▶ READING TEXT
+++

👁 6 views
Every data product has a skeleton-in-the-closet moment. That moment when you look at your shiny dashboard and realize the data underneath it is… less than shiny.
Today was that moment for the SEO Bandwagon wiki analysis page — and then we fixed it.
The Problem: A Hollow Shell
The wiki analysis page at seobandwagon.dev looked like a real data product. It had a table. It had columns. It had 41 rows representing 41 Wikipedia articles in the digital marketing category.
What it did not have: keyword data for basically any of them.
One article out of 41 had SERP data populated. One. The table was 97.6% vibes. If this had gone live in that state, we would have published an SEO tool that could not tell you anything about SEO keywords. The irony would have been delicious. The embarrassment would have been worse.
Beyond the keyword gap, the external link analysis was a disaster in a different way. All 41 articles had external links scraped — 2,503 of them — but they were a raw pile. Links to Wikidata. Links to MediaWiki. Links to the Wikimedia Foundation. Links to web.archive.org for articles that no longer exist. All of these sitting in the dataset alongside actual editorial links to Search Engine Land and Google Developers, as if they were the same kind of thing.
They are not the same kind of thing. Not even close.
The Struggle: Taxonomy Work Is Unglamorous and Necessary
The first fix was the SERP data. We ran keyword queries for all 41 articles and backfilled the table. The results were immediately interesting:
- Google_Ads — ~101,000 estimated monthly searches
- Conversion_rate_optimization — ~84,000 estimated monthly searches
- Lead_generation — ~24,000 monthly searches
- Digital_marketing — ~17,000 monthly searches
- Backlink — ~13,000 monthly searches
Good data. Immediately useful. Problem one: solved.
Problem two — the link taxonomy mess — required more thought. The goal of the external link analysis is to understand editorial authority signals: what sources do Wikipedia editors cite when writing about digital marketing concepts? That is a legitimate and interesting SEO research question.
But you cannot answer that question if your dataset includes Wikidata references and archived links to dead pages. So we built the taxonomy:
- Infrastructure domains excluded entirely: wikidata.org, mediawiki.org, wikimediafoundation.org, creativecommons.org — these are Wikipedia’s own plumbing. Not editorial citations.

+++

▶ Dataset records on object locations
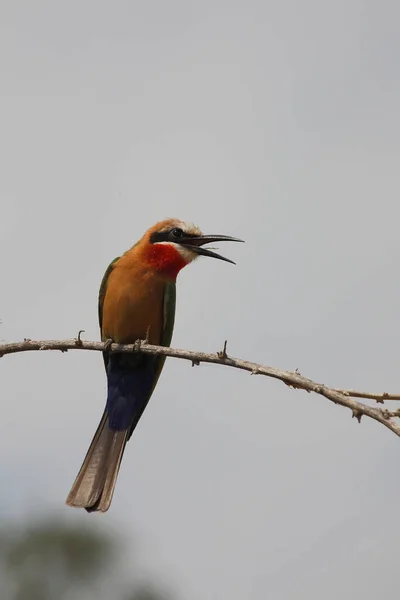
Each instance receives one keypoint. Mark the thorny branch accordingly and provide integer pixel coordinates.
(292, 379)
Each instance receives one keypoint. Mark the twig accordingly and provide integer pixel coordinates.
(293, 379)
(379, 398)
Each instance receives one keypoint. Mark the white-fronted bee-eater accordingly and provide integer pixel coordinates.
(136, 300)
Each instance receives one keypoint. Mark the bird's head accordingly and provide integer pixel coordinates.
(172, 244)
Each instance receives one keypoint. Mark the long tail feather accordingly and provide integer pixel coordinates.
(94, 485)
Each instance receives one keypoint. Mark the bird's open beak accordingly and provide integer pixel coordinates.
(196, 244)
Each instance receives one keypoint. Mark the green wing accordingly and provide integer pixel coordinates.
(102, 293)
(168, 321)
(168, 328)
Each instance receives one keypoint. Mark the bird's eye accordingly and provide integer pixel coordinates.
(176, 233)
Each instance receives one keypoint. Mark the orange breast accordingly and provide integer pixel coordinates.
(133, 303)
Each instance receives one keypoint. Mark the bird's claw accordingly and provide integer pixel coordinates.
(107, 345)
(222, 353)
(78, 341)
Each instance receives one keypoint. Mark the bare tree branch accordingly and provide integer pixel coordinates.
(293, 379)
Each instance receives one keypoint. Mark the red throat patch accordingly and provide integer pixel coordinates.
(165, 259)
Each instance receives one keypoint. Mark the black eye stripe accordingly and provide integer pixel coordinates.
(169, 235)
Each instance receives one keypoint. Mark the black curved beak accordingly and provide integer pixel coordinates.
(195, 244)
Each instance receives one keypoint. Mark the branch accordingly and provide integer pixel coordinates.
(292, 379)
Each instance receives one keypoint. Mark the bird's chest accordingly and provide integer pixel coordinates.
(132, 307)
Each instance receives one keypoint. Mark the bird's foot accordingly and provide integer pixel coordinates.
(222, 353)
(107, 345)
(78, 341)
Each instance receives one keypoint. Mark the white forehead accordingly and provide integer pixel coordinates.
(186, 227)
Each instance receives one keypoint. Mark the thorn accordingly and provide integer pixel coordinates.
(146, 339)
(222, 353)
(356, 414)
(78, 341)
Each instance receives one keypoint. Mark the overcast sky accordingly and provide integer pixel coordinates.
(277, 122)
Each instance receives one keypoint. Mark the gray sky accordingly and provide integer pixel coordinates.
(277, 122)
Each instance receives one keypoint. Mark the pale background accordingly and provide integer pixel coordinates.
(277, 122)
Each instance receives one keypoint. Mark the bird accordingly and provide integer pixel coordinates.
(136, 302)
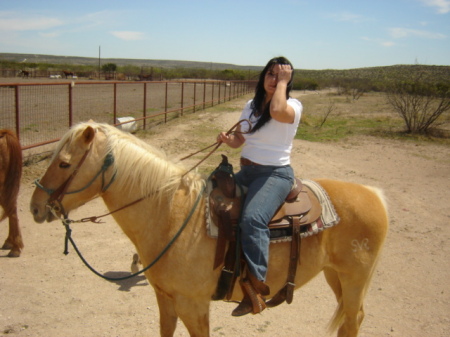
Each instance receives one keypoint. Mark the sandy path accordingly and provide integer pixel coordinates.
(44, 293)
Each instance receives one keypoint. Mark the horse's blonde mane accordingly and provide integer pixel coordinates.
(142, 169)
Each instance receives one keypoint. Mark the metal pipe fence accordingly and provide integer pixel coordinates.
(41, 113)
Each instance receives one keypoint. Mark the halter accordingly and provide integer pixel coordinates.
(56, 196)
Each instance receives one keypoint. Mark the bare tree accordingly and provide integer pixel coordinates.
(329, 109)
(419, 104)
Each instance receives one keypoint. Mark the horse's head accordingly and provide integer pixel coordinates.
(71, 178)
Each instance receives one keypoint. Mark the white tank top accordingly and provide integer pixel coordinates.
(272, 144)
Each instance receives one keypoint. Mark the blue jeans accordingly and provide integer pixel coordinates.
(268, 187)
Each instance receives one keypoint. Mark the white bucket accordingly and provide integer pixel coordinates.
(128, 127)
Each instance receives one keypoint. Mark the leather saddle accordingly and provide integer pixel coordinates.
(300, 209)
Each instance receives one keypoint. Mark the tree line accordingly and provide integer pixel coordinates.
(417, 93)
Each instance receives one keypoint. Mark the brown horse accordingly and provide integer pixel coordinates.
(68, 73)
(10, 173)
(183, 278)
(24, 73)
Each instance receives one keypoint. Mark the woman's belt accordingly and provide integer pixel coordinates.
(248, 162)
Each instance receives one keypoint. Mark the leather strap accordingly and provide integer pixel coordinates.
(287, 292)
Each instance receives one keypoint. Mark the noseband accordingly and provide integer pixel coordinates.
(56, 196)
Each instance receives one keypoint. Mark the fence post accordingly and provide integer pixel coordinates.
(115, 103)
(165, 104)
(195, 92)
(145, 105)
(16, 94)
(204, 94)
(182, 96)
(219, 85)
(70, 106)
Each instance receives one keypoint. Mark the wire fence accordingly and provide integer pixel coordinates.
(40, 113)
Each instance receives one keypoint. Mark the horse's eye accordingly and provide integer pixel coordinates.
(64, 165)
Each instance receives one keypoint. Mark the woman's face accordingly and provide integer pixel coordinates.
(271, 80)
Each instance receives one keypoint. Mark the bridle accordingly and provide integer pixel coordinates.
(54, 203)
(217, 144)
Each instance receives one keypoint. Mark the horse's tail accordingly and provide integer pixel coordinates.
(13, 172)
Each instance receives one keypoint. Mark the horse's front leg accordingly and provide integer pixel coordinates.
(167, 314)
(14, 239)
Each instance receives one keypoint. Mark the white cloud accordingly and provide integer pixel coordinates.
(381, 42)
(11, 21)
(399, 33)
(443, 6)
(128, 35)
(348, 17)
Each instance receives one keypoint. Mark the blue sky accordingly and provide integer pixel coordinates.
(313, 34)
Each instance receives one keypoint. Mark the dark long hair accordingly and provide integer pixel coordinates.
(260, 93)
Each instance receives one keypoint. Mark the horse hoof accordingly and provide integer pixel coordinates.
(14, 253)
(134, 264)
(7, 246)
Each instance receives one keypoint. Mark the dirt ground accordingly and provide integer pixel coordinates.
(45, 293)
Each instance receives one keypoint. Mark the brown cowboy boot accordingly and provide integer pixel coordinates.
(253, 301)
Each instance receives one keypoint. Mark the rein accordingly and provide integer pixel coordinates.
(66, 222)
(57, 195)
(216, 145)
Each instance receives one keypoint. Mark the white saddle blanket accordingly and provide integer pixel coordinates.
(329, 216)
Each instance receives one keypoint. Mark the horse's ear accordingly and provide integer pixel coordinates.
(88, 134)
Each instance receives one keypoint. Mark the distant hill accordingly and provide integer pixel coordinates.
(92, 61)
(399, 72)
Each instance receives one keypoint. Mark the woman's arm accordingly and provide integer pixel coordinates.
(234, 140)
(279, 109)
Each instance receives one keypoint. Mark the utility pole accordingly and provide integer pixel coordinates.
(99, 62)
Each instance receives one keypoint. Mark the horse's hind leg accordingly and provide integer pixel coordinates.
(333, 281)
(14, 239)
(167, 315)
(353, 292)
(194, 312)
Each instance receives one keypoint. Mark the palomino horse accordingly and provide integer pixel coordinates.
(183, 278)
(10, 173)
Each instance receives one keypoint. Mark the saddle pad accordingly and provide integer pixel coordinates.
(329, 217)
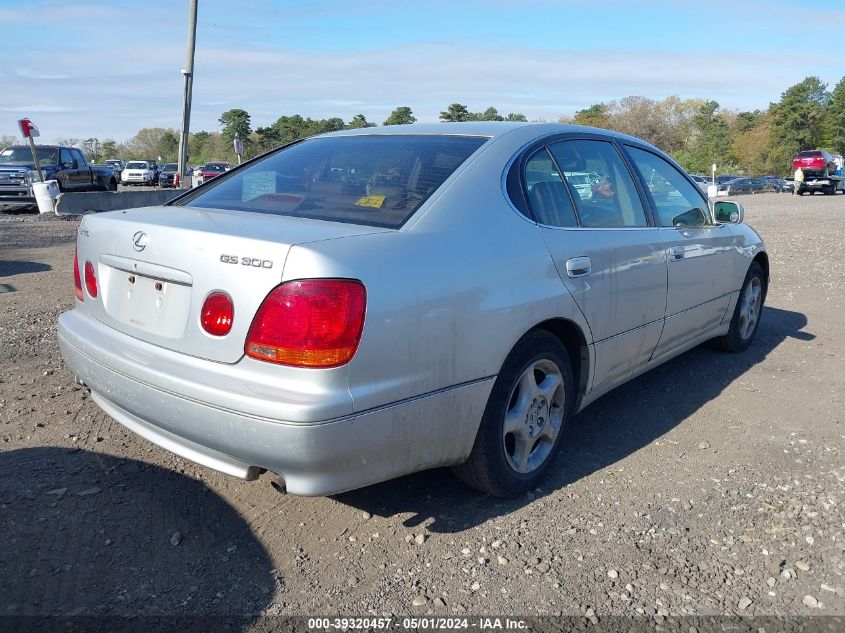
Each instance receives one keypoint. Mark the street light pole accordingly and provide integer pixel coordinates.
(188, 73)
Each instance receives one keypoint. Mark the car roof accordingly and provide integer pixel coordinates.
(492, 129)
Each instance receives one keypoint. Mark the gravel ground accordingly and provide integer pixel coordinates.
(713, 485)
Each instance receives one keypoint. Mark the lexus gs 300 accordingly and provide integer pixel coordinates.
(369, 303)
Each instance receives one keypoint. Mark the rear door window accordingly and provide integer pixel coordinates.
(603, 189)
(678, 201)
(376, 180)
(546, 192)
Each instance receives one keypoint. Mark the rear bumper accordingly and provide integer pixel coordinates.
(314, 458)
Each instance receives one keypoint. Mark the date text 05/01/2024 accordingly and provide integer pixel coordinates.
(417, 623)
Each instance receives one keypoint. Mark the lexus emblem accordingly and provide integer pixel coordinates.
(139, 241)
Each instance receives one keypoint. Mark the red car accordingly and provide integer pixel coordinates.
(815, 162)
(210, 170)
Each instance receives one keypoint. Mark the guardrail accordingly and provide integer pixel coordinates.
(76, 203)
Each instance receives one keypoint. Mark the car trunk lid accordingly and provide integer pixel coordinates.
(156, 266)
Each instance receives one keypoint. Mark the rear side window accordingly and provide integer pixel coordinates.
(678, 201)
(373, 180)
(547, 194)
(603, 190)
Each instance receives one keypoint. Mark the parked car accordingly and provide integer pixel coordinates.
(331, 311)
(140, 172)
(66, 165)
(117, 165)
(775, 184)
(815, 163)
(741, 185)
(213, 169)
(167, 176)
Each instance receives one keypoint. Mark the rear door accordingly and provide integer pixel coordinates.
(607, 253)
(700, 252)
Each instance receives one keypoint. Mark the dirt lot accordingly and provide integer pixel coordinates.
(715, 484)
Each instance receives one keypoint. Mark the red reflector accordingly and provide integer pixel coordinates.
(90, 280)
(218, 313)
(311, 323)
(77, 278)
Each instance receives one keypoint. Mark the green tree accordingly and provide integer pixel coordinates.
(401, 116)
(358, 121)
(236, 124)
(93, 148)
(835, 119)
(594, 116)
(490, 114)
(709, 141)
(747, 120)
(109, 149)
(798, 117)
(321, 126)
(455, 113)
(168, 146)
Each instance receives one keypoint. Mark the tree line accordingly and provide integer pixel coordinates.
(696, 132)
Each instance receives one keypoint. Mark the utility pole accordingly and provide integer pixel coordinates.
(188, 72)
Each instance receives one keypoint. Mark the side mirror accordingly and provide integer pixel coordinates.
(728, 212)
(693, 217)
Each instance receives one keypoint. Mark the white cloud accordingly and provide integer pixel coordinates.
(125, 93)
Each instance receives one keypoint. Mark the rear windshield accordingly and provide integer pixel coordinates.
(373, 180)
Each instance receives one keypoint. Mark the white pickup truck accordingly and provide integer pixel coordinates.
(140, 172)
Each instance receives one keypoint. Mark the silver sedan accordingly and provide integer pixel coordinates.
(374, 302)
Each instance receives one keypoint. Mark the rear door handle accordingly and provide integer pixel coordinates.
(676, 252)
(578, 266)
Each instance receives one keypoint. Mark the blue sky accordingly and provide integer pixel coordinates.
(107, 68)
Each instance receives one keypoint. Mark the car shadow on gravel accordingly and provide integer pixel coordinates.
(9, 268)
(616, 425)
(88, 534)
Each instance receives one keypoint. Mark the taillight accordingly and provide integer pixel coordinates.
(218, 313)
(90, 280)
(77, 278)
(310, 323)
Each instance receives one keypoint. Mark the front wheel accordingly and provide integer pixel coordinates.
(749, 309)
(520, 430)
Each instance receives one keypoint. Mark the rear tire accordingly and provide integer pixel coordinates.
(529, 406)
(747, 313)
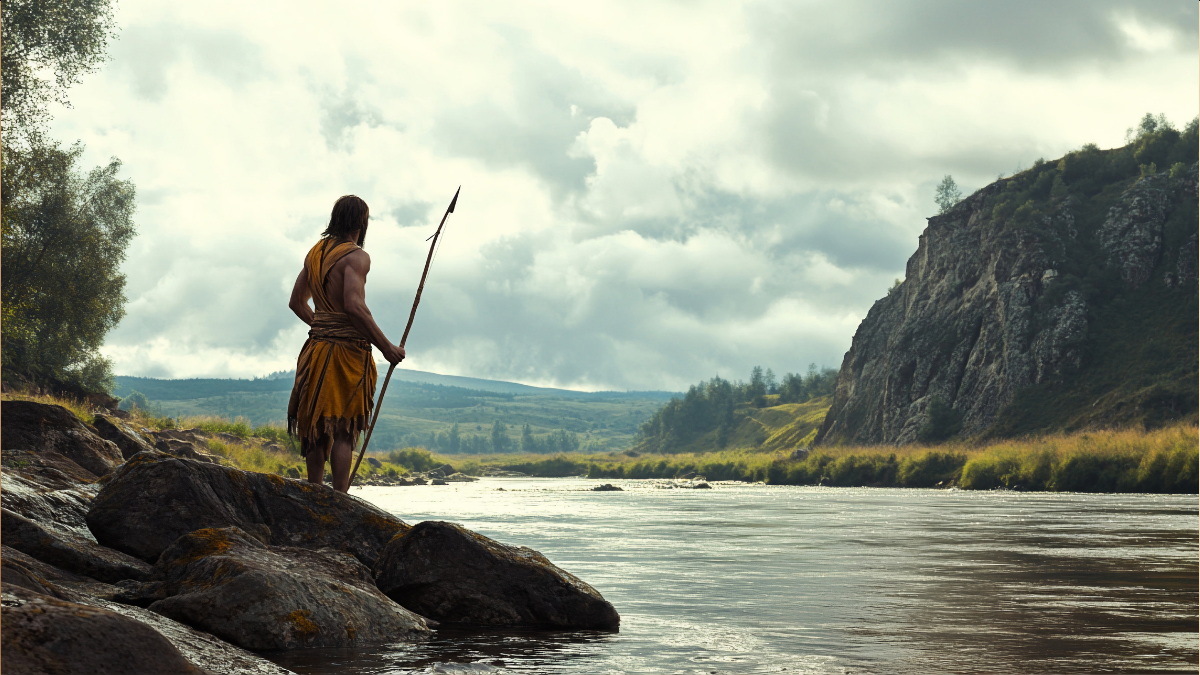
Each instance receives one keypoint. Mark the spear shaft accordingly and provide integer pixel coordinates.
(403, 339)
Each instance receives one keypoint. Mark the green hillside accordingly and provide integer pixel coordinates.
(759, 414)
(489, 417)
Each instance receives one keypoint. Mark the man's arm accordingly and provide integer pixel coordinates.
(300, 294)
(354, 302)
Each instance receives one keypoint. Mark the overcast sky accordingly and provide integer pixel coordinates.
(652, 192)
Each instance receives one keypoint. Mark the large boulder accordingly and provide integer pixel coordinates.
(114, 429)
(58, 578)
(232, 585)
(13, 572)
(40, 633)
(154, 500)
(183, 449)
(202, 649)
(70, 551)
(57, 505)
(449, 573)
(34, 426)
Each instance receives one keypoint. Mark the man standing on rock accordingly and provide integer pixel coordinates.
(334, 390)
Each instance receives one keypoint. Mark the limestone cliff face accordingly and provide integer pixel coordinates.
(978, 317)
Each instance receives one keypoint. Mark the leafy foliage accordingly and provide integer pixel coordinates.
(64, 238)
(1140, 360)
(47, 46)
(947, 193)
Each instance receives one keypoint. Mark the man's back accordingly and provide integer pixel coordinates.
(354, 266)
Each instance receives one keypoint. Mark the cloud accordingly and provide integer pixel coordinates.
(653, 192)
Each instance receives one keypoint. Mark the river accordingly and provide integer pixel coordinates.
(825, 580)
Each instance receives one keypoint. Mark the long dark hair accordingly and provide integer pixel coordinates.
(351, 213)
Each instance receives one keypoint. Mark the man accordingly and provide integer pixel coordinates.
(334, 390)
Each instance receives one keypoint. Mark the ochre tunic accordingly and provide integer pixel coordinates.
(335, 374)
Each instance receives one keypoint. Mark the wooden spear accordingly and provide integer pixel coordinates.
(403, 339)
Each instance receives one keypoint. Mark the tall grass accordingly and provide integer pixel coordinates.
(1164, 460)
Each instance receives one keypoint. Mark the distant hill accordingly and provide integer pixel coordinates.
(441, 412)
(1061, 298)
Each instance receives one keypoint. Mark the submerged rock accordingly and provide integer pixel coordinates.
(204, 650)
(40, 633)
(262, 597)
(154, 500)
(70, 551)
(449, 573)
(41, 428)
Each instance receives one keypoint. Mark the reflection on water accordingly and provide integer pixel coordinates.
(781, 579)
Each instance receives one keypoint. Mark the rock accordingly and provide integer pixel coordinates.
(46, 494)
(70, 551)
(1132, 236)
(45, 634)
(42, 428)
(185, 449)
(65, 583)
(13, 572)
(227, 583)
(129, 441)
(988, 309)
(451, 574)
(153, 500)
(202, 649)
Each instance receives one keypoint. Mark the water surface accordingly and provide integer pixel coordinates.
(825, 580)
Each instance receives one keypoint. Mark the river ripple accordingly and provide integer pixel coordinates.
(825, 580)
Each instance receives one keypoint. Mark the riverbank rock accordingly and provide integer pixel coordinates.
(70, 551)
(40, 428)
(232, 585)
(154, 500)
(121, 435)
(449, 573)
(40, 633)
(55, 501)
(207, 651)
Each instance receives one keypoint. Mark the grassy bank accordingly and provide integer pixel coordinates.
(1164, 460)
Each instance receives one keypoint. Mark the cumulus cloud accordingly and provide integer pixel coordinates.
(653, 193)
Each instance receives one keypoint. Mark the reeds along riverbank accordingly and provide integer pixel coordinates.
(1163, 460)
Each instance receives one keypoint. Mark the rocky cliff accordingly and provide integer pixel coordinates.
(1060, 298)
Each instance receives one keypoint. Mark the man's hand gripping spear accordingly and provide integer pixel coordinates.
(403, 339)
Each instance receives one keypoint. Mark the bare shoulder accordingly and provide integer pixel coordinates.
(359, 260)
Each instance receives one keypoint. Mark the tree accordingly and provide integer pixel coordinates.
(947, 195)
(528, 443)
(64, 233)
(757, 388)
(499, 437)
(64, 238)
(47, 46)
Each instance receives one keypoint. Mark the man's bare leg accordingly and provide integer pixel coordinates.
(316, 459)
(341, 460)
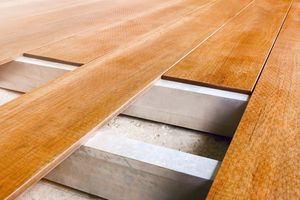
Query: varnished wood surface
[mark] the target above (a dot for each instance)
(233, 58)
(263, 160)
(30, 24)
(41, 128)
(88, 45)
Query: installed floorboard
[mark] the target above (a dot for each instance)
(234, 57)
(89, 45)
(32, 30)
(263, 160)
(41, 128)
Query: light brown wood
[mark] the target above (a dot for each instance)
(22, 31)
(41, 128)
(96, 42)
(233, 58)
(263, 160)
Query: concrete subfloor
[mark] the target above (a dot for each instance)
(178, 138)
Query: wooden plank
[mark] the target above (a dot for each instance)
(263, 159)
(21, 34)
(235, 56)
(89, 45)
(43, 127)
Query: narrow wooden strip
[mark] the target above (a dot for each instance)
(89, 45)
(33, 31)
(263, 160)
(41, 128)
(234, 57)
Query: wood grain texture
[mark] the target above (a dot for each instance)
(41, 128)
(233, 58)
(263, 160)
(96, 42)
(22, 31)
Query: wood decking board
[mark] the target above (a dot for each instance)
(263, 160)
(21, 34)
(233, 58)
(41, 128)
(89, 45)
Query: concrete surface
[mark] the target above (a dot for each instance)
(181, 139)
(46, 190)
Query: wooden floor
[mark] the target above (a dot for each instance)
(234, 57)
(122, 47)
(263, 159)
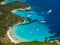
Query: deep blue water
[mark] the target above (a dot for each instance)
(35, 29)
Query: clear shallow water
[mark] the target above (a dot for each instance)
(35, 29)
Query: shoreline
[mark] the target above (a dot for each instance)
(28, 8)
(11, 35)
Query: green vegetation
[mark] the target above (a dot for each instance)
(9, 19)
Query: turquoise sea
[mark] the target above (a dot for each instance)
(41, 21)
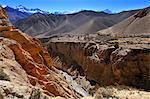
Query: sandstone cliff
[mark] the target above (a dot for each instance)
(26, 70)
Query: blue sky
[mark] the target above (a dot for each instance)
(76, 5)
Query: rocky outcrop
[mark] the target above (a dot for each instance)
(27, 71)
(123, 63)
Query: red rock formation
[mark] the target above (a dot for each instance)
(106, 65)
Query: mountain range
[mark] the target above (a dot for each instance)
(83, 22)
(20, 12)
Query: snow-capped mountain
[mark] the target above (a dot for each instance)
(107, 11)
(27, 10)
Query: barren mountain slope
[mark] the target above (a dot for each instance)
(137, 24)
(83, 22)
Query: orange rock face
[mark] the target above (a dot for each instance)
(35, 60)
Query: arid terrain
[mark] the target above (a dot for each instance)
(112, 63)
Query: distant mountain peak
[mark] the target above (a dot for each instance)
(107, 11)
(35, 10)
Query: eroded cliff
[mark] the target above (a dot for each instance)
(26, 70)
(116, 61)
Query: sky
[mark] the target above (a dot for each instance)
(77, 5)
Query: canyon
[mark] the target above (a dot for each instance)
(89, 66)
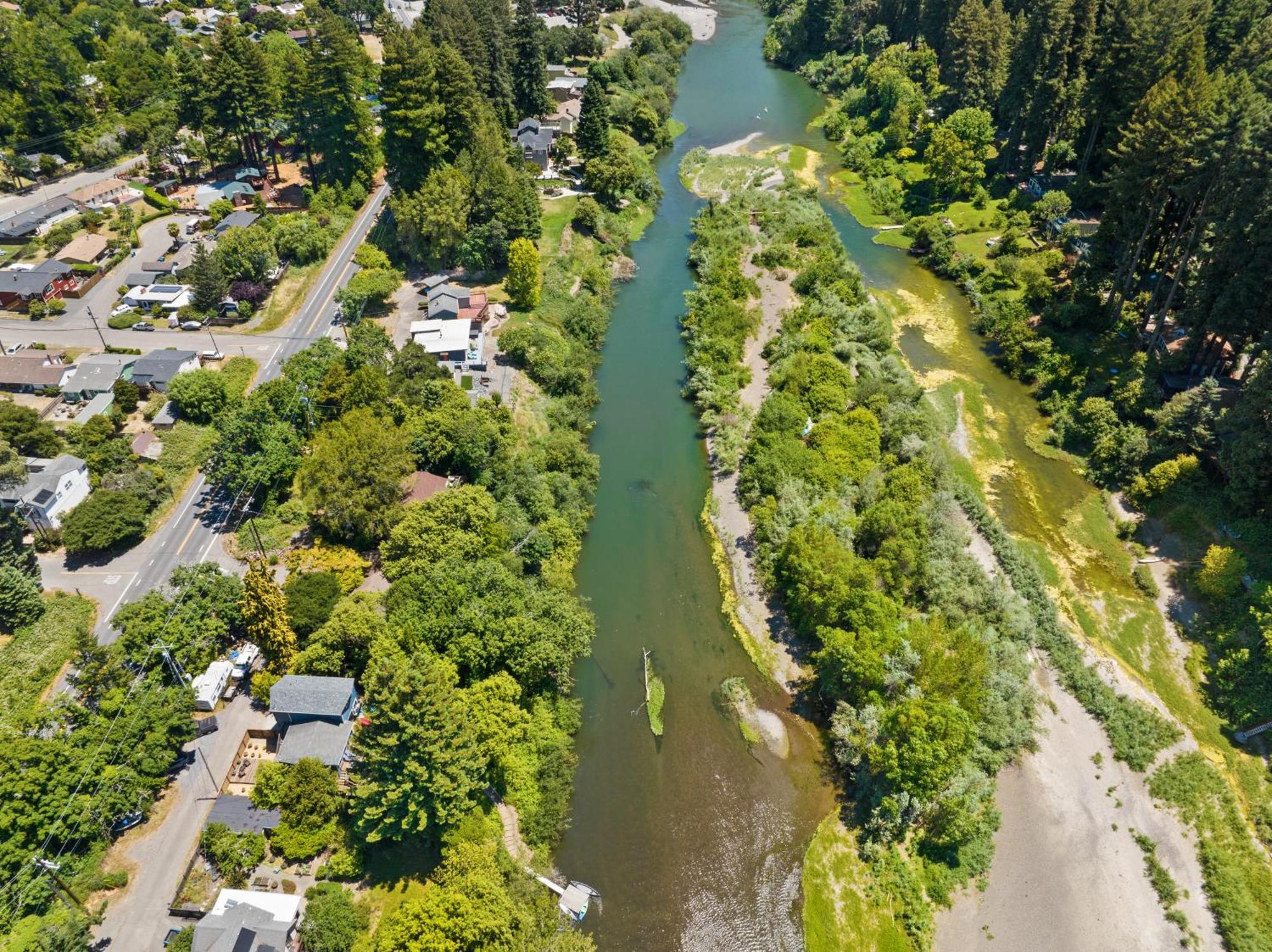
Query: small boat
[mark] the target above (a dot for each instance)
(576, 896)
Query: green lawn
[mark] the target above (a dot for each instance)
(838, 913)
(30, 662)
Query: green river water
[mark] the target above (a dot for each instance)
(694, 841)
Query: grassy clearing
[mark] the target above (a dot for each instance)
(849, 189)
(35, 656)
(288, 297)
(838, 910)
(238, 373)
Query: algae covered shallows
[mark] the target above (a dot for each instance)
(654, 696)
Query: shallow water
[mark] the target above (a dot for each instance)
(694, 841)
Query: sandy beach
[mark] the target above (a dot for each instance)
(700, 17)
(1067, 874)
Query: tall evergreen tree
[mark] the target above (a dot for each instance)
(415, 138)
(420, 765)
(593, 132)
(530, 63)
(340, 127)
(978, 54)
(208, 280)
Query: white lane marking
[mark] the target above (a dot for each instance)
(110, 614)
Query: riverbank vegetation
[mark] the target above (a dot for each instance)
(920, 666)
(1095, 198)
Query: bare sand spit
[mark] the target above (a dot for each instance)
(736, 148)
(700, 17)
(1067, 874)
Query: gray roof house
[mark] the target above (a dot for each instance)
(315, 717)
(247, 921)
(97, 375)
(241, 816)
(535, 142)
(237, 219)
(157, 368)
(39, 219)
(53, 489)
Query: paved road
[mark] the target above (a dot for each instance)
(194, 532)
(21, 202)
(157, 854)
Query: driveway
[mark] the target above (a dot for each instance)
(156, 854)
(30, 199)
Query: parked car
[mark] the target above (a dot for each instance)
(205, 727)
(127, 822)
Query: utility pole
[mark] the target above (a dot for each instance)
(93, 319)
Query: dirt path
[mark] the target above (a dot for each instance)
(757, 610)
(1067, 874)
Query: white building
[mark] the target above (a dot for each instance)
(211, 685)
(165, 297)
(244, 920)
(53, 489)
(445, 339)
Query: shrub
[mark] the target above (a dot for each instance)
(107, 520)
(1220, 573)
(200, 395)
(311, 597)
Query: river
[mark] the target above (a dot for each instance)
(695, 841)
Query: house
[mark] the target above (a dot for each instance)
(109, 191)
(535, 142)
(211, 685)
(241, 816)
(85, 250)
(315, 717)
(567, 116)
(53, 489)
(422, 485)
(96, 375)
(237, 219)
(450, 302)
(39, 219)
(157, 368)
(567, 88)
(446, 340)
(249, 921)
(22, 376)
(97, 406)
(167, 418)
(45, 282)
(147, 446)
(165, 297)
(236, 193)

+++

▶ REQUESTS
• 1. In the wiki analysis post, how many external links were scraped across the 41 articles?
• 2. Transcribe the wiki analysis post from "They are not" to "Problem one: solved.".
• 3. Extend the wiki analysis post onward from the point where it stops.
The listing bears no relation to the wiki analysis post.

▶ WRITTEN RESPONSES
• 1. 2,503 external links were scraped.

• 2.
They are not the same kind of thing. Not even close.
The Struggle: Taxonomy Work Is Unglamorous and Necessary
The first fix was the SERP data. We ran keyword queries for all 41 articles and backfilled the table. The results were immediately interesting:
- Google_Ads — ~101,000 estimated monthly searches
- Conversion_rate_optimization — ~84,000 estimated monthly searches
- Lead_generation — ~24,000 monthly searches
- Digital_marketing — ~17,000 monthly searches
- Backlink — ~13,000 monthly searches
Good data. Immediately useful. Problem one: solved.

• 3.
- Archived URLs flagged: links to web.archive.org are dead-URL citations. The original page died; someone added an archive link to preserve context. That is not a vote for archive.org as an authority — it is a vote for the domain that used to be at that URL. Flagging them as
is_archived: truelets us filter them in analysis without losing them from the dataset. - Section tagging added: each link is now tagged with its source section — body, references, external_links, or further_reading. Body links are editorial; reference links are citations. They tell different stories.
This is the part of data work that nobody wants to do and everybody skips. It is also what makes the difference between a dataset and a trustworthy dataset.
What the Clean Data Actually Shows
After running the re-scrape and taxonomy pass, here is what the editorial link landscape looks like across all 41 Wikipedia digital marketing articles:
- 2,503 total external links across 661 unique domains
- Google.com leads all domains with 36 body-section links — Wikipedia editors cite Google’s own documentation constantly when writing about digital marketing
- developers.google.com is a separate entry (and a stronger authority signal — that is the technical documentation)
- Search Engine Land — 31 references-section citations. The canonical trade press source for Wikipedia editors.
- Search Engine Journal — 20 references-section citations.
For SEO practitioners, this is genuinely useful data. If you want to build topical authority in digital marketing, you can see which sources Wikipedia considers authoritative, which domains earn body-text links versus citation links, and where there might be gaps that a well-sourced piece could fill.
The Resolution: A Feature Roadmap and a Real Launch Date
After the data cleanup, we sat down and made the call that the right thing to do is not launch yet.
Yes, the data is better. But “better data in a static table” is still just a static table. The page has potential to be something genuinely useful — an interactive research tool — and shipping it half-built does not serve anyone.
So we locked in a feature build order before going public:
- Expandable rows — click an article to see its SERP keywords with position and search volume
- Traffic chart — all 41 articles sorted by estimated monthly traffic, at a glance
- CSV export — gated behind account creation (this is a lead magnet, not a giveaway)
- N-gram analysis for all articles — currently only one article has the deep text analysis; this extends it to the full corpus
- Opportunity scoring — articles with low external link counts but high search volume represent potential link-building targets. Surface that signal automatically.
Formal launch: Monday, March 23rd.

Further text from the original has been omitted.